Source extract —
········

<i>Copyright (c) Microsoft Corporation. All rights reserved.</i>

<i>Licensed under the MIT License.</i>

# Benchmark with Movielens dataset

This notebooks compares several algorithms on Movielens dataset.



## 0 Globals settings

In [1]:
import sys
sys.path.append("../")
import os
import json
import pandas as pd
import numpy as np
import seaborn as sns
import pyspark
import torch
import fastai
import tensorflow as tf
import surprise

from reco_utils.common.general_utils import get_number_processors
from reco_utils.common.gpu_utils import get_cuda_version, get_cudnn_version
from reco_utils.dataset import movielens
from reco_utils.dataset.python_splitters import python_stratified_split

from benchmark_utils import * #TODO: change this

print("System version: {}".format(sys.version))
print("Pandas version: {}".format(pd.__version__))
print("PySpark version: {}".format(pyspark.__version__))
print("Surprise version: {}".format(surprise.__version__))

········

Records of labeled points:
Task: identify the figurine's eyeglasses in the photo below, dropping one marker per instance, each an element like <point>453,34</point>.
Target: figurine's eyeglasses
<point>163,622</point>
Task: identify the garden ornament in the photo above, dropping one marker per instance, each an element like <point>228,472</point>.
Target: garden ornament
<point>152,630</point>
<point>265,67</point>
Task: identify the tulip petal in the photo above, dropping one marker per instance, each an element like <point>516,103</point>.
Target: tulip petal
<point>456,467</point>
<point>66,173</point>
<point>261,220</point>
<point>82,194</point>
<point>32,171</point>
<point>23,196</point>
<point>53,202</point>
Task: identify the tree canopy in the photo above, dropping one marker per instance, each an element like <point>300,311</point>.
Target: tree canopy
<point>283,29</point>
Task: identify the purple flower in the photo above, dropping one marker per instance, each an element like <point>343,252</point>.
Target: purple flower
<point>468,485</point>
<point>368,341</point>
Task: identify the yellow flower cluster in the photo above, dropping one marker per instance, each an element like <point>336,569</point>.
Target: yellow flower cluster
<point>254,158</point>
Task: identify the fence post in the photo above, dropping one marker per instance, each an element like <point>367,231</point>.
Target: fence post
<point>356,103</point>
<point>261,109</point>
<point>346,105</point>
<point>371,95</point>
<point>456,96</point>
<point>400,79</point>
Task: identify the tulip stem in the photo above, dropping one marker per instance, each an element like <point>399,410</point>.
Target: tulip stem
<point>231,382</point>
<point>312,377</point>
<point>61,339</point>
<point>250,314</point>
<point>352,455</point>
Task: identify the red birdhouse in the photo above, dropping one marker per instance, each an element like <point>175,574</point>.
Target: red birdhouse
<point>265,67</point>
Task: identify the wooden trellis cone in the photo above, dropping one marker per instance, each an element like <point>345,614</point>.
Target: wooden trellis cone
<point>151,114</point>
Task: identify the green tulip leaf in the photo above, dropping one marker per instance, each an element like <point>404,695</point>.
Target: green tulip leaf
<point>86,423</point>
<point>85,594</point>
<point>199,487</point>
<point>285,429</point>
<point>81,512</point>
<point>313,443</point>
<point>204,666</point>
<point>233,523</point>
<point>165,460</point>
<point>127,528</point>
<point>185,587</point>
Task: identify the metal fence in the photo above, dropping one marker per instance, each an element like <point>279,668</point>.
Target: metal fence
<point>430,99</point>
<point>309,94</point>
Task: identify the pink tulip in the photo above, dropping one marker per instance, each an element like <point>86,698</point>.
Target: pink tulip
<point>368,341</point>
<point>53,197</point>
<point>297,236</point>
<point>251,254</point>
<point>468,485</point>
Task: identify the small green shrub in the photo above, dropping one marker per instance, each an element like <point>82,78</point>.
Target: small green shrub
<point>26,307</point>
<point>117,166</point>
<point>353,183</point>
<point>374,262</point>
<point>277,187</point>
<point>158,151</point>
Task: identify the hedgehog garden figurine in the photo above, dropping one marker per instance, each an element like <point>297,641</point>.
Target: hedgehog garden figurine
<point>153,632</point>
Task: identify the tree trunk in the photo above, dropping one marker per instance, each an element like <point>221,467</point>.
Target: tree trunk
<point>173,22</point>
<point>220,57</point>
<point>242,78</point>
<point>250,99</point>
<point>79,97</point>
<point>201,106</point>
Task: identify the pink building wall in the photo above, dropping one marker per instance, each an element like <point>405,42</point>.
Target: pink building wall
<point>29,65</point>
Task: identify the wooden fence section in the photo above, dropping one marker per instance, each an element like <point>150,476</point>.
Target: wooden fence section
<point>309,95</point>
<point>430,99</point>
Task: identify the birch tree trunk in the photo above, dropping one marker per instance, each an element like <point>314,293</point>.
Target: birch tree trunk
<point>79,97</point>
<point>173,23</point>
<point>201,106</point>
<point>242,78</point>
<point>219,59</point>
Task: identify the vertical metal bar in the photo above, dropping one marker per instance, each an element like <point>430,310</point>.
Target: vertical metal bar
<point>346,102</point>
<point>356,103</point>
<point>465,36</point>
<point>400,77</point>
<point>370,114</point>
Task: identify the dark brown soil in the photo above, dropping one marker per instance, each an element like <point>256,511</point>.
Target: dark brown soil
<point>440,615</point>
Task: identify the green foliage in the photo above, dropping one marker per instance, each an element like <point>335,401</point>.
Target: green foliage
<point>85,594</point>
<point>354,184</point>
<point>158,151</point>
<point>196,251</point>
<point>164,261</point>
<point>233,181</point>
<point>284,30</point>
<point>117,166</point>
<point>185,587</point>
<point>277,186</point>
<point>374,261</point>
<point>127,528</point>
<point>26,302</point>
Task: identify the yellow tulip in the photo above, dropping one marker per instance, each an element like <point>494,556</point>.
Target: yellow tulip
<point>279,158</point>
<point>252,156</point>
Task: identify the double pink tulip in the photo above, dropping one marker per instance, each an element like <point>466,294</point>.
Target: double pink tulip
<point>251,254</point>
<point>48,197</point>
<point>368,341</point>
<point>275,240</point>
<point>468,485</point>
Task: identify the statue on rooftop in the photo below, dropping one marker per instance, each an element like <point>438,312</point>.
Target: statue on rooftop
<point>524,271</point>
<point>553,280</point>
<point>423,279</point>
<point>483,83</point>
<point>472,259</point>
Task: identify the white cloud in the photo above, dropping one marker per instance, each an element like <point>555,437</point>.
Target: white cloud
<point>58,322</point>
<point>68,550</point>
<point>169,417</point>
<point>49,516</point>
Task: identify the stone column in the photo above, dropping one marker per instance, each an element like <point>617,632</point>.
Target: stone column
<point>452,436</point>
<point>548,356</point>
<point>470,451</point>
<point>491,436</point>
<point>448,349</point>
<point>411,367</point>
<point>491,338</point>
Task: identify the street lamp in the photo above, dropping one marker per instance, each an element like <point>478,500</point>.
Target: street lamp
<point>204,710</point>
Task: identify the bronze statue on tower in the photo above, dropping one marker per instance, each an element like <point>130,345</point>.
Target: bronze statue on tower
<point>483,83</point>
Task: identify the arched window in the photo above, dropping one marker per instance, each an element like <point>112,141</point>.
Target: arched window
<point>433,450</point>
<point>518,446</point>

········

Set problem —
Continue the Movielens benchmark notebook above, starting right after its last printed version line.

Final result —
print("PyTorch version: {}".format(torch.__version__))
print("Fast AI version: {}".format(fastai.__version__))
print("Tensorflow version: {}".format(tf.__version__))
print("CUDA version: {}".format(get_cuda_version()))
print("CuDNN version: {}".format(get_cudnn_version()))
n_cores = get_number_processors()
print("Number of cores: {}".format(n_cores))

%load_ext autoreload
%autoreload 2

System version: 3.6.8 |Anaconda, Inc.| (default, Dec 30 2018, 01:22:34) 
[GCC 7.3.0]
Pandas version: 0.24.1
PySpark version: 2.3.1
Surprise version: 1.0.6
PyTorch version: 1.0.0
Fast AI version: 1.0.46
Tensorflow version: 1.12.0
CUDA version: CUDA Version 9.2.148
CuDNN version: 7.2.1
Number of cores: 6


In [3]:
# Model parameters
EPOCHS_CPU = 30
EPOCHS_PYSPARK = 15
EPOCHS_GPU = 5


In [4]:
# Hide fastai progress bar
hide_fastai_progress_bar()

In [5]:
# fix random seeds to make sure out runs are reproducible
np.random.seed(SEED)
torch.manual_seed(SEED)
torch.cuda.manual_seed_all(SEED)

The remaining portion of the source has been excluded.